◆ GIVEN REQUEST: Repeat each of the following records word for word, with nothing changed.

◆ RECORDS FOR THE EXERCISE:
---*---
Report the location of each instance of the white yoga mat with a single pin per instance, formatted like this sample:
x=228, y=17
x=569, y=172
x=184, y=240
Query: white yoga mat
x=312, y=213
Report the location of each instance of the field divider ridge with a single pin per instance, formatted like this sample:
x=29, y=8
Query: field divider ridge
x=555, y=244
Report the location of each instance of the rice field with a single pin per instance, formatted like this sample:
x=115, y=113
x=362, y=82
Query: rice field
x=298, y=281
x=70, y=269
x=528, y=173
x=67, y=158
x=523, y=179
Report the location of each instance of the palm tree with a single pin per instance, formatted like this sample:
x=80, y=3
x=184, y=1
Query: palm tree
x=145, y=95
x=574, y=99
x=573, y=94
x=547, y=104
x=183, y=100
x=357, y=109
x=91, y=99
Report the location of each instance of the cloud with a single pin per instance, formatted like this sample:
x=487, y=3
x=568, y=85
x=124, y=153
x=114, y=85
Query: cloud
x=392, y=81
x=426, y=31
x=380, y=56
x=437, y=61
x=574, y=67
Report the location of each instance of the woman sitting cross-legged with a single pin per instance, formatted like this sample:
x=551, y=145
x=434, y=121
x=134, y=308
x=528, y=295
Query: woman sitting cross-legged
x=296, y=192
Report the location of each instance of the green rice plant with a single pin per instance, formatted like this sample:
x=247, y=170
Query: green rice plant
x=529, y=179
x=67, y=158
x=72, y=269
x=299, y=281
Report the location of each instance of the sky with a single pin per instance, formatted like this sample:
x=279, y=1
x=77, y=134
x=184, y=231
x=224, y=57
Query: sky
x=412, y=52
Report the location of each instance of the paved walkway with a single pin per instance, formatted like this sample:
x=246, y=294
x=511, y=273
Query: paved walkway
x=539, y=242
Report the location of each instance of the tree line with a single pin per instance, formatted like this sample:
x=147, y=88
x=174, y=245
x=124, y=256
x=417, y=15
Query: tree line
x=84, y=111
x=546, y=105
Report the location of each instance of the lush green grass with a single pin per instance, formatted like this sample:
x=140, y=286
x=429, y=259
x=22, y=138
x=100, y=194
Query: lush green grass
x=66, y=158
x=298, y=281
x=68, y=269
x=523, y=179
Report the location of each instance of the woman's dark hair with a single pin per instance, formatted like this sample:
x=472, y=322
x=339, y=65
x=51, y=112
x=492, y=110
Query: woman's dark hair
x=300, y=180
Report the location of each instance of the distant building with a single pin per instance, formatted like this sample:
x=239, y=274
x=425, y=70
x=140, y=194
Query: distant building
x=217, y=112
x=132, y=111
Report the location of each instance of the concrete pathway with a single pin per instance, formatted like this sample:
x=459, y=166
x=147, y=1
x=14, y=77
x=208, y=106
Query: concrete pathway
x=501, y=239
---*---
◆ EXERCISE OUTPUT:
Report the location of each instance of the white yoga mat with a single pin per instance, formatted like this sample:
x=228, y=17
x=569, y=172
x=184, y=240
Query: white yoga mat
x=312, y=213
Report the location of each instance of the field divider ridge with a single pin per instance, formatted like this sample:
x=29, y=8
Query: field divider ridge
x=555, y=244
Report the location of each instance of the rice field with a single pin per instance, formatted like this sample:
x=115, y=113
x=362, y=82
Query: rice field
x=298, y=281
x=70, y=269
x=528, y=173
x=67, y=158
x=523, y=179
Report the location of each instance of the palm tree with a single pin per instance, formatted like this sample:
x=80, y=3
x=184, y=1
Query: palm tree
x=145, y=95
x=574, y=99
x=573, y=94
x=547, y=104
x=183, y=100
x=357, y=109
x=91, y=99
Report the location of each instance of the cloud with a single pin per instance, formatted like this sample:
x=487, y=3
x=568, y=85
x=124, y=153
x=114, y=85
Query: cloud
x=392, y=81
x=426, y=31
x=380, y=56
x=437, y=61
x=574, y=67
Report the location of each instance of the woman sitting cross-legged with a single pin per instance, formatted like this sample:
x=551, y=145
x=434, y=121
x=134, y=308
x=528, y=295
Query: woman sitting cross-legged
x=296, y=192
Report the location of each instance of the green rice plant with a single pin per instance, formatted like this sample:
x=247, y=170
Query: green rice plant
x=529, y=179
x=67, y=158
x=72, y=269
x=299, y=281
Report the location of each instance of the sky with a single pin per instance, formatted like this sample:
x=279, y=1
x=77, y=134
x=184, y=231
x=224, y=57
Query: sky
x=412, y=52
Report the location of each instance of the paved walkway with a single pin per instance, formatted like this sample:
x=246, y=294
x=511, y=273
Query: paved walkway
x=539, y=242
Report the location of each instance of the tree line with a single pin per instance, formatted like this sample:
x=147, y=88
x=174, y=245
x=124, y=256
x=417, y=15
Query: tree line
x=84, y=111
x=546, y=105
Report the location of each instance of the lush green grass with a single pin per instance, formatted like this sample:
x=140, y=286
x=429, y=259
x=22, y=138
x=100, y=194
Query: lush green grass
x=66, y=158
x=298, y=281
x=68, y=269
x=523, y=179
Report the location of each instance of the woman's dark hair with a single pin per instance, formatted like this sample:
x=472, y=322
x=339, y=65
x=51, y=112
x=492, y=110
Query: woman's dark hair
x=300, y=180
Report the location of each instance of the distant building with a single pin per instance, formatted like this sample:
x=239, y=274
x=425, y=70
x=140, y=194
Query: distant building
x=217, y=112
x=132, y=111
Report the location of each instance of the concrete pathway with a single pin per instance, formatted like this sample:
x=459, y=166
x=147, y=1
x=14, y=77
x=208, y=106
Query: concrete pathway
x=501, y=239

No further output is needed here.